TASK GOAL: Omit the images. Copy each entry word for word.

DATA PROVIDED:
* Begin *
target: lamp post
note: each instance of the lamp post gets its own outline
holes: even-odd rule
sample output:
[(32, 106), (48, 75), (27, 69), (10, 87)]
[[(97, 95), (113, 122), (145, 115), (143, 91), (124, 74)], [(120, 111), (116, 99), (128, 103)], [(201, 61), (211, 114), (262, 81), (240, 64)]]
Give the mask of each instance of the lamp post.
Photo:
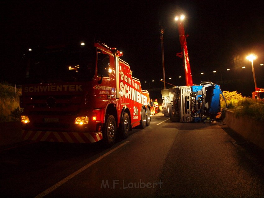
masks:
[(253, 66), (253, 61), (257, 58), (257, 56), (253, 54), (250, 54), (247, 57), (247, 59), (248, 60), (251, 62), (251, 67), (252, 68), (252, 72), (253, 73), (253, 78), (254, 80), (254, 83), (255, 83), (255, 88), (257, 88), (257, 82), (256, 81), (256, 77), (255, 76), (255, 71), (254, 71), (254, 67)]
* End *
TASK SOLUTION:
target: lamp post
note: each instance of the lamp post gets its own outline
holes: even-odd rule
sample output:
[(32, 106), (48, 75), (27, 69), (10, 87)]
[[(97, 95), (113, 122), (145, 115), (143, 91), (124, 74)], [(120, 111), (116, 99), (128, 103)], [(201, 61), (211, 114), (262, 81), (240, 64)]]
Give the mask of each instance of the lamp post.
Photo:
masks:
[(253, 66), (253, 61), (257, 58), (257, 56), (253, 54), (250, 54), (247, 57), (247, 59), (248, 60), (251, 62), (251, 67), (252, 68), (252, 72), (253, 73), (253, 78), (254, 80), (254, 83), (255, 83), (255, 88), (257, 88), (257, 82), (256, 81), (256, 77), (255, 76), (255, 71), (254, 71), (254, 67)]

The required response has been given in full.